Given problem A ::
In the comment thread on the Emmerich movie review, what reason does the first commenter give for why people are drawn to "alternative" views of history? Answer in one to three sentences.
Given problem B ::
Please name the person who, according to the comment thread on the Emmerich movie review, edited the book on pseudoarcheology.
Given problem C ::
Extend the comment thread on the Emmerich movie review by writing the text that comes next.

Anyway, here’s a review of the latest dreck from Emmerich. That’s as close as I’m getting to it.

Comments

  1. #1 Sastra
    March 8, 2008

    Coincidently, I just finished reading the excellent book Archaelogical Fantasies: How Pseudoarcheology Misrepresents the Past and Misleads the Public. Garrett Fagan edits it, and it’s got essays by Feder, Levitt, Sokal, and a bunch of other hard-nosed skeptics. They bemoan movies like Raiders of the Lost Ark — I can imagine that this movie will practically make their heads explode.

    There are several chapters which deal with understanding the signs, motivations, and attraction of “alternative” views of history, and from what I can tell almost everything they mention applies equally to pseudosciences like creationism. People like to feel that they’ve “discovered” insights that the so-called “experts” have missed, because education and knowledge close the mind to other possibilities.

    From the description, it looks like a good movie to avoid. I have no problem suspending belief — but this sounds like a mess. I like archaeology.

  2. #2 Amit Joshi
    March 8, 2008

    I think Caveman, starring Ringo Starr, Shelley Long and Barbara Bach was the ultimate in the prehistoric genre anyway.

  3. #3 Richard Eis
    March 8, 2008

    So from the review…boy meets girl, boy loses girl, boy gets girl back after 1 and a half hours (plus adverts).
    So hollywood please do explain why:
    A: This is different to the 1 million other movies you produced
    b: Why I should care enough to go see this.
    c: Why some people seem to think thats its not the pirates that are the ones suffocating the movie industry but is in fact caused by some other possibly unknown force….hmmm…

  4. #4 dcwp
    March 8, 2008

    Yup, I just got back from the movie. Terrible but lots of fun.

Recorded information ::
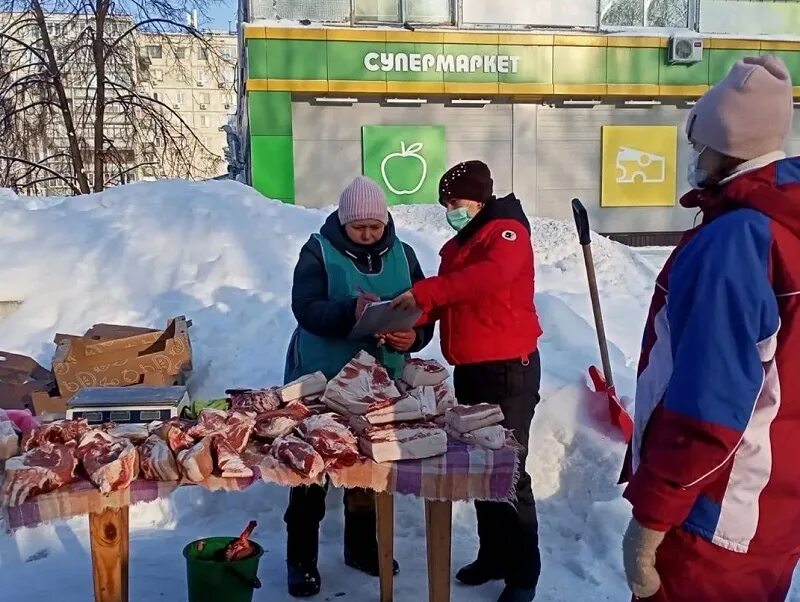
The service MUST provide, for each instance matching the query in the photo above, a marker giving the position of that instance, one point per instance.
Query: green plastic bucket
(210, 580)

Written response A ::
People like to feel they have "discovered" insights that the so-called "experts" have missed. They believe education and knowledge close the mind to other possibilities.

Written response B ::
Garrett Fagan

Written response C ::
    As an archaeologist, it’s part of my job description to see these movies. I inevitably get questions from students who mistake them for documentaries so it pays to be prepared. In the next few weeks, I’m sure I’ll have to explain that in fact there is very little evidence for mammoths being involved in the construction of the pyramids.

    In general I try not to be too serious about these movies. If they’re well-made and fun I’d rather they be absurdly inaccurate like 10,000 BC than subtly misleading like Apocalypto. Indiana Jones probably does far more harm to the reputation of archaeologists than this movie, but I still love those movies because they are fun and well made.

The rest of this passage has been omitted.